▶ _DATASET EXCERPTS_
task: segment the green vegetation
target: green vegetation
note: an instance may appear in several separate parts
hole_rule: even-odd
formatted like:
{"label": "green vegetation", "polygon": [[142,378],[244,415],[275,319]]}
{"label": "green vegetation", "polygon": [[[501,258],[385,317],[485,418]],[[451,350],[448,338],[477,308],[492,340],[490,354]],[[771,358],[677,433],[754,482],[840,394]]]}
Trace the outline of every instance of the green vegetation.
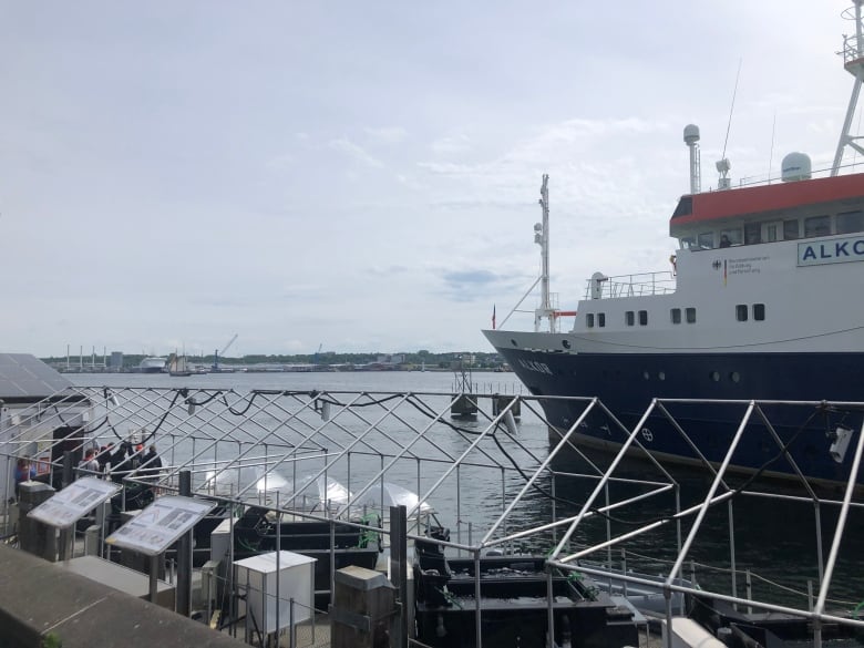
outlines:
{"label": "green vegetation", "polygon": [[[123,356],[123,369],[131,370],[137,367],[146,356],[140,353],[130,353]],[[51,357],[42,358],[44,362],[62,369],[66,364],[65,357]],[[106,359],[109,362],[111,357]],[[214,362],[213,354],[209,356],[187,356],[186,360],[193,367],[210,367]],[[232,366],[254,366],[254,364],[315,364],[326,369],[332,368],[350,368],[362,367],[367,364],[380,362],[387,367],[398,367],[402,370],[412,370],[425,368],[426,370],[448,370],[450,371],[453,362],[462,361],[465,367],[477,370],[501,370],[504,367],[504,362],[497,353],[486,353],[482,351],[464,351],[460,353],[433,353],[425,349],[420,351],[400,351],[398,353],[339,353],[336,351],[326,351],[322,353],[299,353],[294,356],[244,356],[241,358],[222,358],[219,357],[219,364],[225,367]],[[103,358],[96,356],[93,359],[91,356],[85,356],[83,359],[84,369],[91,368],[93,364],[96,367],[103,367]],[[79,367],[78,356],[70,359],[72,368]]]}

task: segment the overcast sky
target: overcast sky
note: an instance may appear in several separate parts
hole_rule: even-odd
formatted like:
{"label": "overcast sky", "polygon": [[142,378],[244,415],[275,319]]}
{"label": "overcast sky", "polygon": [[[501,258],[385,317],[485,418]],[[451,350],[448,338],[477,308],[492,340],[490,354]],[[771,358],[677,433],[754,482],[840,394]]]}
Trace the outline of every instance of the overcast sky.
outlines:
{"label": "overcast sky", "polygon": [[0,350],[491,350],[544,173],[572,309],[668,269],[686,124],[830,163],[851,4],[0,0]]}

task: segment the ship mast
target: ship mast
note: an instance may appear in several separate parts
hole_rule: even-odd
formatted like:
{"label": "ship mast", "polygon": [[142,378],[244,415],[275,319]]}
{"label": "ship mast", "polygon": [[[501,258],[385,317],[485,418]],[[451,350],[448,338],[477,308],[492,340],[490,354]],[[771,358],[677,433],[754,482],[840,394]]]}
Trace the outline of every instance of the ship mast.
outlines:
{"label": "ship mast", "polygon": [[534,311],[534,331],[541,329],[543,318],[549,319],[549,332],[556,332],[555,311],[549,297],[549,174],[543,174],[539,205],[543,209],[543,223],[534,225],[534,243],[541,246],[541,304]]}
{"label": "ship mast", "polygon": [[855,21],[855,33],[853,35],[843,34],[843,51],[839,53],[843,56],[843,66],[855,78],[855,81],[852,86],[852,96],[848,101],[848,107],[846,109],[846,119],[843,122],[843,132],[840,134],[837,152],[834,155],[834,164],[831,167],[832,176],[840,173],[840,164],[843,161],[843,151],[846,146],[850,146],[864,155],[864,147],[856,142],[856,140],[862,138],[862,135],[850,134],[852,119],[857,110],[861,84],[862,81],[864,81],[864,29],[862,29],[861,21],[861,6],[864,3],[864,0],[853,0],[853,2],[855,3],[855,7],[845,9],[843,11],[843,18]]}

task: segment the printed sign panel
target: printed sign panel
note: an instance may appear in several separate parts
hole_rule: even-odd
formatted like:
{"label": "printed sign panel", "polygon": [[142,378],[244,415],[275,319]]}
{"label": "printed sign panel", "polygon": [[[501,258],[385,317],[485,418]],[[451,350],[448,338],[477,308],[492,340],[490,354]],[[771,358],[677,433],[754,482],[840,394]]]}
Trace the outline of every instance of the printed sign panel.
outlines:
{"label": "printed sign panel", "polygon": [[167,549],[215,506],[213,502],[179,495],[160,497],[106,537],[105,542],[155,556]]}
{"label": "printed sign panel", "polygon": [[62,491],[58,491],[50,500],[42,502],[28,515],[51,526],[65,528],[113,497],[121,487],[114,482],[96,477],[82,477]]}
{"label": "printed sign panel", "polygon": [[823,266],[848,261],[864,261],[864,236],[861,234],[798,244],[799,266]]}

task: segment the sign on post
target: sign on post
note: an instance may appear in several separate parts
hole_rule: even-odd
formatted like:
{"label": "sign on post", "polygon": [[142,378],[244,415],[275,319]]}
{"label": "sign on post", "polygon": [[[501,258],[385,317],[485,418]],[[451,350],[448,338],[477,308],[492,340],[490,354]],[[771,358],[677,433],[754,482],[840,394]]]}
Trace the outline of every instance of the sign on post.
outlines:
{"label": "sign on post", "polygon": [[193,497],[160,497],[106,537],[105,542],[155,556],[167,549],[215,507],[214,502]]}
{"label": "sign on post", "polygon": [[50,526],[68,528],[110,500],[122,488],[120,484],[96,477],[82,477],[58,491],[33,508],[28,516]]}

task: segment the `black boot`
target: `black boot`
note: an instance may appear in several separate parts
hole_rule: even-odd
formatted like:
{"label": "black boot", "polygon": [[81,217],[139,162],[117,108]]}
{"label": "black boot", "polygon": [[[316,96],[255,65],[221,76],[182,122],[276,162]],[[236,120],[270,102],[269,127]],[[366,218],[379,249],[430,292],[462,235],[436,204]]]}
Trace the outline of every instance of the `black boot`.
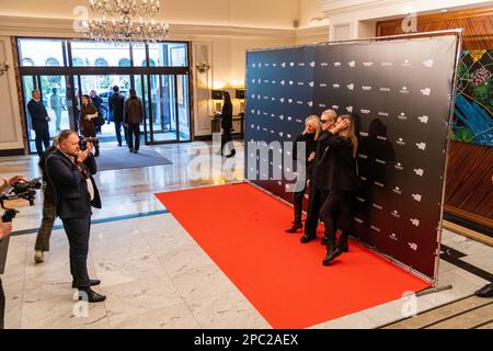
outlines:
{"label": "black boot", "polygon": [[227,158],[233,157],[234,155],[237,155],[237,150],[232,149],[231,154],[226,155]]}
{"label": "black boot", "polygon": [[286,229],[286,233],[296,233],[298,231],[298,229],[302,229],[303,225],[301,224],[301,222],[295,222],[295,224],[293,225],[293,227],[290,227],[289,229]]}
{"label": "black boot", "polygon": [[79,290],[79,299],[85,301],[88,303],[102,303],[106,299],[106,296],[98,294],[91,287]]}
{"label": "black boot", "polygon": [[349,251],[349,247],[347,245],[347,235],[341,235],[339,238],[337,247],[342,252]]}
{"label": "black boot", "polygon": [[341,256],[342,251],[335,245],[335,237],[329,238],[329,244],[326,245],[326,256],[322,261],[323,265],[329,265],[336,257]]}

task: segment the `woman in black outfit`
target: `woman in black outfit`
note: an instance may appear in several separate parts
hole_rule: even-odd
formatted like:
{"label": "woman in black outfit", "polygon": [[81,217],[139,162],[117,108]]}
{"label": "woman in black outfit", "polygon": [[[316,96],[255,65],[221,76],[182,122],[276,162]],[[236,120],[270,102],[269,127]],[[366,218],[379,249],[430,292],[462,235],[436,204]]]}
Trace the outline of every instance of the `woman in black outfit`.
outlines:
{"label": "woman in black outfit", "polygon": [[[358,176],[356,174],[356,150],[358,141],[354,131],[354,118],[352,115],[342,115],[333,128],[329,131],[328,141],[329,173],[326,181],[330,184],[330,193],[320,210],[320,218],[329,228],[326,256],[323,265],[328,265],[342,252],[347,252],[347,237],[352,224],[352,202],[354,192],[358,188]],[[340,227],[342,230],[337,245],[335,244],[335,230],[337,215],[340,215]]]}
{"label": "woman in black outfit", "polygon": [[[295,208],[295,222],[293,227],[287,229],[286,233],[296,233],[301,229],[303,225],[301,224],[301,211],[303,207],[303,196],[307,190],[307,182],[311,174],[311,165],[313,162],[317,139],[320,135],[320,120],[316,115],[311,115],[305,120],[305,131],[296,137],[295,145],[293,146],[293,160],[297,160],[298,155],[298,143],[305,143],[305,172],[306,174],[298,174],[298,181],[302,184],[297,183],[296,186],[301,188],[301,190],[296,191],[294,195],[294,208]],[[305,176],[305,177],[303,177]]]}
{"label": "woman in black outfit", "polygon": [[[229,92],[225,91],[222,93],[223,104],[222,104],[222,113],[221,113],[221,128],[222,128],[222,138],[221,138],[221,155],[223,155],[225,145],[229,141],[232,141],[231,129],[232,129],[232,103],[231,97]],[[226,157],[233,157],[237,154],[234,150],[234,146],[231,149],[231,154]]]}

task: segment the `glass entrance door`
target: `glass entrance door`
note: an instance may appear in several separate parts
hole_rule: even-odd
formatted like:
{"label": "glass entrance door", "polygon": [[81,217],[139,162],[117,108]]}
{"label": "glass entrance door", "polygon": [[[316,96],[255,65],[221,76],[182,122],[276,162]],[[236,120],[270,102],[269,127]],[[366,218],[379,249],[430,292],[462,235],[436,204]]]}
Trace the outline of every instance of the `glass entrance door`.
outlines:
{"label": "glass entrance door", "polygon": [[71,111],[71,81],[70,76],[24,76],[22,78],[24,89],[25,115],[27,116],[30,149],[34,151],[35,133],[32,128],[32,118],[27,111],[27,104],[32,99],[32,91],[38,89],[41,100],[49,116],[49,135],[53,139],[62,129],[73,127],[73,114]]}

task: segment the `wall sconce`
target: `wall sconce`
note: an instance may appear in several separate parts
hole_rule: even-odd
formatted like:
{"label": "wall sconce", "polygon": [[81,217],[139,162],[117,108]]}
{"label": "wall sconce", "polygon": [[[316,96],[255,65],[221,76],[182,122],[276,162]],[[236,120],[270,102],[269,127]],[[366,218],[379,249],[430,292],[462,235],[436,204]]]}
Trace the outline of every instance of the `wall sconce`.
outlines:
{"label": "wall sconce", "polygon": [[239,100],[244,100],[244,89],[237,89],[234,95]]}
{"label": "wall sconce", "polygon": [[7,65],[7,63],[3,63],[0,65],[0,76],[3,76],[8,70],[9,70],[10,66]]}
{"label": "wall sconce", "polygon": [[222,90],[213,90],[213,100],[222,100]]}
{"label": "wall sconce", "polygon": [[195,65],[195,68],[200,72],[200,73],[207,73],[210,69],[210,65],[206,64],[206,63],[200,63]]}

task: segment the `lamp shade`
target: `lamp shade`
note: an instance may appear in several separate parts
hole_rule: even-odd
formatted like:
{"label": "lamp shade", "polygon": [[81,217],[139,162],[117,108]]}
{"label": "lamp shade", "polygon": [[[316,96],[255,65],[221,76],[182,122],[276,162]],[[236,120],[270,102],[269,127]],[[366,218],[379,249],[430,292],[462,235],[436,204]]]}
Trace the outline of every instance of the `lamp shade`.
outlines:
{"label": "lamp shade", "polygon": [[244,89],[237,89],[236,98],[240,100],[244,100]]}
{"label": "lamp shade", "polygon": [[213,90],[213,100],[222,100],[222,90]]}

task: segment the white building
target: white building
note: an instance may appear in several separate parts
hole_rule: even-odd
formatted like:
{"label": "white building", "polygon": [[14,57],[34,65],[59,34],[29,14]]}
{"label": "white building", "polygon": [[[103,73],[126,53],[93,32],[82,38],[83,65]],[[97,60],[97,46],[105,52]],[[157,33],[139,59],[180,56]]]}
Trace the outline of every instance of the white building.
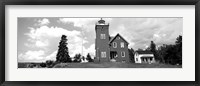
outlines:
{"label": "white building", "polygon": [[134,57],[135,63],[155,63],[154,54],[150,51],[136,51]]}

▶ _WORK TO COMPLETE_
Copy out the rows verbatim, starting at the line with "task: segment the white building" and continuing through the end of the rows, both ends included. Leave the pictures out of your answer.

▶ _SOLUTION BELOW_
task: segment the white building
target: white building
note: an instance may appear in several separate parts
hole_rule: even-odd
formatted like:
{"label": "white building", "polygon": [[14,57],[34,65],[59,34],[29,14]]}
{"label": "white building", "polygon": [[[103,73],[126,53],[93,32],[82,38],[83,65]],[[97,60],[97,46],[105,52]],[[157,33],[139,59],[180,56]]]}
Trace the outline of every instance of the white building.
outlines:
{"label": "white building", "polygon": [[134,57],[135,63],[155,63],[154,54],[150,51],[136,51]]}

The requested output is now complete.